#### SOURCE PASSAGE:
● ● ● ●

Founded in 1997, Khoj moved to its permanent space in south Delhi’s Khirki Village in 2002, from where it runs the Peers programme Courtesy of Khoj International Artists Association
Khoj International Artists’ Association is a singular institution in India today. Since its germination in 1997, when India was liberalising its economy, the New Delhi-based non-profit has welcomed artists from around the world to experiment, fail, flounder and form connections in the process. Now heading into its 28th year, the organisation has, through a combination of residency and exhibition programmes, nurtured India’s art luminaries.
“India was a very different place then [in 1997],” says Pooja Sood, Khoj’s founding member and director. “Let’s be very honest about it, we felt our third-world status.” Artists were constrained, travel opportunities were few and far between, and while there was a domestic art market, collectors typically sought paintings and sculptures of a conservative strain. There was a creative void brewing. Artists emerging from university programmes, yet to be picked up by commercial galleries or find patrons, had few prospects. Robert Loder, a globetrotting British businessman and founder of Triangle Arts Trust, recognised this lacuna. In 1997, in a disused colonial-style bungalow with a sprawling garden, borrowed from an industrialist in Modinagar, he inaugurated his first artists’ workshop in Asia. From India and across the globe, 22 artists including Subodh Gupta and David Koloane came together for two weeks to make art, cook, converse and, in some cases, fall in love.

● ● ● ●

#### Data entries:
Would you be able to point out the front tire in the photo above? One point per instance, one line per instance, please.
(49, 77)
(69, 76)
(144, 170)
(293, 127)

● ● ● ●

#### TASKS FOR THIS EXERCISE:
1) Answer these questions using the text on Khoj International Artists' Association:
(a) In which year did Khoj move to its permanent space in Khirki Village?
(b) What position does Pooja Sood hold at Khoj?
(c) How many artists took part in the 1997 workshop in Modinagar?
2) Switch "front tire" to "rear tire" throughout all of the data entries, and write the entries out again with nothing else changed.
The entries are unrelated to the text on Khoj.

#### OUTPUTS IN ORDER:
1)
(a) 2002
(b) Founding member and director
(c) 22

2)
Would you be able to point out the rear tire in the photo above? One point per instance, one line per instance, please.
(49, 77)
(69, 76)
(144, 170)
(293, 127)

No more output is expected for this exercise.